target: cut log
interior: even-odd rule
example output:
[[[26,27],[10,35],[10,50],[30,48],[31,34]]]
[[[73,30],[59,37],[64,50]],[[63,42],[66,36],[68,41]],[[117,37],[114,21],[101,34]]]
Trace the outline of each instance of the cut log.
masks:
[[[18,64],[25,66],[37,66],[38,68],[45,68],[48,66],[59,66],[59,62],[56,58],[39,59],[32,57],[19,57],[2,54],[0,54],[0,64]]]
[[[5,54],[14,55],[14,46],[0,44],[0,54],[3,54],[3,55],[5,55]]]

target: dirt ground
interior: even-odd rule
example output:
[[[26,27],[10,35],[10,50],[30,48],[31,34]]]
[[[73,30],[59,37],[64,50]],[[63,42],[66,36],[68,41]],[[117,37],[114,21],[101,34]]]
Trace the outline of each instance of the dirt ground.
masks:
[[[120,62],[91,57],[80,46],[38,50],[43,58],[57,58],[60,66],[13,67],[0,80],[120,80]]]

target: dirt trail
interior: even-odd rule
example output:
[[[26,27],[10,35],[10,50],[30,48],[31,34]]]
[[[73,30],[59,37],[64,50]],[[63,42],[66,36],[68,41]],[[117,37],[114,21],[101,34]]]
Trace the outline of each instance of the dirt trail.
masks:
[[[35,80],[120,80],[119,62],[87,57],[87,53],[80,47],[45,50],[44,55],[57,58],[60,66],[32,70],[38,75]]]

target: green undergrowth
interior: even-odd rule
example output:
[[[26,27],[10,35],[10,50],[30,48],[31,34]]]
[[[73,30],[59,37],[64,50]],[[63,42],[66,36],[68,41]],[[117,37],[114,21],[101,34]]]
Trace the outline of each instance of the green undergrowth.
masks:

** What to do **
Return every line of the items above unchanged, character for character.

** Reply to the task **
target: cut log
interior: even-odd rule
example output:
[[[26,27],[10,35],[10,50],[30,48],[31,34]]]
[[[73,30],[59,37],[64,50]],[[63,42],[66,36],[68,41]],[[117,37],[114,21],[101,34]]]
Trace the outline of each instance of the cut log.
masks:
[[[18,64],[25,66],[37,66],[38,68],[45,68],[48,66],[59,66],[59,62],[56,58],[39,59],[32,57],[19,57],[2,54],[0,54],[0,64]]]
[[[5,54],[14,55],[14,46],[0,44],[0,54],[3,54],[3,55],[5,55]]]

target: dirt ground
interior: even-odd rule
example output:
[[[26,27],[10,35],[10,50],[30,48],[31,34]]]
[[[73,30],[59,37],[64,50]],[[63,42],[66,36],[68,41]],[[117,37],[114,21],[101,34]]]
Trace the outline of each instance of the dirt ground.
masks:
[[[120,62],[91,57],[80,46],[38,50],[43,58],[57,58],[60,66],[13,67],[0,80],[120,80]]]

target: dirt trail
interior: even-odd rule
example output:
[[[26,27],[10,35],[10,50],[30,48],[31,34]]]
[[[73,30],[59,37],[64,50]],[[63,42],[66,36],[68,41]],[[117,37],[114,21],[101,34]]]
Trace the outline of each instance of the dirt trail.
masks:
[[[35,80],[120,80],[119,62],[87,57],[87,53],[80,47],[45,50],[44,55],[57,58],[60,66],[32,70],[38,75]]]

target: green undergrowth
interior: even-odd rule
example output:
[[[26,27],[10,35],[10,50],[30,48],[31,34]]]
[[[73,30],[59,37],[64,50]],[[63,42],[66,36],[68,41]],[[117,37],[114,21],[101,34]]]
Trace the outline of each instance of the green undergrowth.
masks:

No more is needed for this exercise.